DIRECTIONS =>
Will you print the material below without altering a single character?

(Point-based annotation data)
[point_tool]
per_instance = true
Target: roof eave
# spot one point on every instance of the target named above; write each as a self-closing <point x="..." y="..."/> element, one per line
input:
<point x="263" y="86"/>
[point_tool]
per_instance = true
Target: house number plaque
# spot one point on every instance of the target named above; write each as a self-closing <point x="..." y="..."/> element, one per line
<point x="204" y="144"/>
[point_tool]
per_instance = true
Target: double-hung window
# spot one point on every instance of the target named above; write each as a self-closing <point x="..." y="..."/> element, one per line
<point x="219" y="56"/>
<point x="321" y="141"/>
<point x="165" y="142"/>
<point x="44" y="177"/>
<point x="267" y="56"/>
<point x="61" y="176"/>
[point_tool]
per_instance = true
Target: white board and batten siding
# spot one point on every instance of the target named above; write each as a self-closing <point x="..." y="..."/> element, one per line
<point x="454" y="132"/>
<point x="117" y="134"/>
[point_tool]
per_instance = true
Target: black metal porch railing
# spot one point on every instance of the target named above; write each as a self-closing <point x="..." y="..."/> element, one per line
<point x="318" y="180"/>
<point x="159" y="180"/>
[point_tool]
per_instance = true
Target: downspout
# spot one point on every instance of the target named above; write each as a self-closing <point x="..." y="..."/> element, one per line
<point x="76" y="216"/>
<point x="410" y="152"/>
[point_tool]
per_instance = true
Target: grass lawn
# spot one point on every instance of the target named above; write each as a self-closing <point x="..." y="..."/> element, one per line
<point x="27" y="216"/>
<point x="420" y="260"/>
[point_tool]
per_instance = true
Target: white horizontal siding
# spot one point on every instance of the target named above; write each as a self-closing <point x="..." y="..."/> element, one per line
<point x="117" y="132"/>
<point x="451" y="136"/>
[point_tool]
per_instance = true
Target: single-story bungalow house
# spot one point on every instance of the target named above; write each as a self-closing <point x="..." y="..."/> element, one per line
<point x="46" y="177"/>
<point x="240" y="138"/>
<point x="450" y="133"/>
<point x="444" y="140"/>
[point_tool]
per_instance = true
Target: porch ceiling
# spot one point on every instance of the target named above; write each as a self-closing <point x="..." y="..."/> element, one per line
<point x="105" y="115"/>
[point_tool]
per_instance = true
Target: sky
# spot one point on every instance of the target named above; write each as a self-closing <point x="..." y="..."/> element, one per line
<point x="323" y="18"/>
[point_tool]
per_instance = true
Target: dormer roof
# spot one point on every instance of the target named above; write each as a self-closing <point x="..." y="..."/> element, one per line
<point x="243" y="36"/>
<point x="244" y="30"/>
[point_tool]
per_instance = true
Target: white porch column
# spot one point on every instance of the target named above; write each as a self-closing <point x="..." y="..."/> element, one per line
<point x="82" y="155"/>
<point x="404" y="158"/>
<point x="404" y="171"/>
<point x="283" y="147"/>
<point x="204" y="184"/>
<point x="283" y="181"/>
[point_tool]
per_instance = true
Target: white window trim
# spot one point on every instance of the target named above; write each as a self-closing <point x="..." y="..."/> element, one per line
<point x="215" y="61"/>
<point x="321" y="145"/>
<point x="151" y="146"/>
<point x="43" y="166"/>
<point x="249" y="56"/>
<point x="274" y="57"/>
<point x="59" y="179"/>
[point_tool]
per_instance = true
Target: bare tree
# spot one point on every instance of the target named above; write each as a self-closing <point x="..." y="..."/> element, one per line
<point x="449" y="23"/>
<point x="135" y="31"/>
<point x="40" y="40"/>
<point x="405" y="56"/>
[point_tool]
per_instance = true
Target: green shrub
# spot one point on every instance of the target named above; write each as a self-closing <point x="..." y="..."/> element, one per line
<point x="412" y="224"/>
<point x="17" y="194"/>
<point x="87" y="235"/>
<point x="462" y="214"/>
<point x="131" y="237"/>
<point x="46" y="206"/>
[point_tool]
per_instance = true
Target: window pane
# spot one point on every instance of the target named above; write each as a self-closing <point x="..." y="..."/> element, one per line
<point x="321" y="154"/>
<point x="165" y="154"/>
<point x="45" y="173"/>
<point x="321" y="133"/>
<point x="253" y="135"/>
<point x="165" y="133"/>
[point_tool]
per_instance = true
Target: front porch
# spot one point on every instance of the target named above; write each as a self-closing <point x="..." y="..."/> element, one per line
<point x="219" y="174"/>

FINAL ANSWER =>
[point_tool]
per_instance = true
Target: roof eave
# spot one point on every instance of the target named above; write each as a self-closing <point x="..." y="..."/> element, one per line
input:
<point x="263" y="86"/>
[point_tool]
per_instance = true
Target: house number plaque
# spot one point on every instance of the target named above; write each as a self-closing <point x="..." y="..."/> element, one per line
<point x="204" y="144"/>
[point_tool]
per_instance = true
Target: double-hung window
# spot one point on every instance of the target named above; write each as a self-closing <point x="..." y="..."/> element, one per line
<point x="219" y="56"/>
<point x="321" y="141"/>
<point x="165" y="142"/>
<point x="44" y="177"/>
<point x="267" y="56"/>
<point x="61" y="176"/>
[point_tool]
per_instance = true
Target: white board and batten siding
# spot one point on every instance of the target named above; write each as a self-closing <point x="..." y="..."/> element, one per line
<point x="454" y="132"/>
<point x="117" y="134"/>
[point_tool]
per_instance = true
Target: black metal porch railing
# spot one point on every instance of the target named above; write each as a self-closing <point x="..." y="..."/> element, one per line
<point x="318" y="180"/>
<point x="159" y="180"/>
[point_tool]
per_instance = true
Target: downspout
# spot one point on every instance of the target named above; write each as a self-closing <point x="..." y="..."/> element, one per line
<point x="76" y="216"/>
<point x="410" y="152"/>
[point_tool]
per_instance = true
Target: grass lawn
# spot one point on every instance of the target named above; write each as a self-closing <point x="..." y="..."/> element, one per line
<point x="27" y="216"/>
<point x="420" y="260"/>
[point_tool]
per_instance = true
Target: white horizontal siding
# spot one point on every instance of the target named above; write each as a self-closing <point x="..." y="..."/> element, one per line
<point x="117" y="132"/>
<point x="451" y="136"/>
[point_tool]
per_instance = true
Target: single-story bungalow house
# spot one point on every instance of the target named above; write each as a self-closing <point x="..." y="..."/> element, one per line
<point x="46" y="177"/>
<point x="240" y="138"/>
<point x="450" y="133"/>
<point x="444" y="140"/>
[point_tool]
per_instance = true
Target: porch ceiling
# spot one point on every instance of the target named above; write each as a self-closing <point x="..." y="..."/> element, one per line
<point x="105" y="115"/>
[point_tool]
per_instance = true
Target: sky
# spot one point on every instance of the target named above; write each as a self-closing <point x="..." y="..."/> element, one per line
<point x="323" y="18"/>
[point_tool]
per_instance = true
Target: dormer roof
# spot one point on every instance of the target named above; write each as a self-closing <point x="..." y="..."/> element, one per line
<point x="243" y="36"/>
<point x="244" y="30"/>
[point_tool]
per_instance = true
Target: white porch column
# spot one point on every instance of the target named above; write each as a self-closing <point x="..." y="..."/> element, one per line
<point x="82" y="155"/>
<point x="404" y="158"/>
<point x="404" y="171"/>
<point x="283" y="147"/>
<point x="204" y="184"/>
<point x="283" y="181"/>
[point_tool]
per_instance = true
Target: white window trim
# spot one point on every instance of the target named above; write each as a self-closing <point x="..." y="..."/> element, one per line
<point x="215" y="61"/>
<point x="321" y="145"/>
<point x="151" y="146"/>
<point x="43" y="166"/>
<point x="249" y="56"/>
<point x="274" y="57"/>
<point x="59" y="179"/>
[point_tool]
per_instance = true
Target: bare tree
# spot one point on every instance of the target named above; write each as a self-closing <point x="..." y="..."/> element, one per line
<point x="449" y="23"/>
<point x="135" y="31"/>
<point x="40" y="40"/>
<point x="405" y="56"/>
[point_tool]
per_instance = true
Target: green shrub
# spot one point on every instance of the target named above; write each as a self-closing <point x="..." y="..."/> element, one per line
<point x="412" y="224"/>
<point x="17" y="194"/>
<point x="87" y="235"/>
<point x="462" y="214"/>
<point x="131" y="237"/>
<point x="46" y="206"/>
[point_tool]
per_instance = true
Target: window pane
# spot one point on every instance of the target named above; write each as a self-closing <point x="..." y="..."/> element, one per line
<point x="321" y="154"/>
<point x="165" y="154"/>
<point x="45" y="173"/>
<point x="321" y="133"/>
<point x="253" y="135"/>
<point x="165" y="133"/>
[point_tool]
per_instance = true
Target: front porch
# spot one point on every instance of the target named above; write each as a self-closing <point x="..." y="..."/> element, one per line
<point x="219" y="174"/>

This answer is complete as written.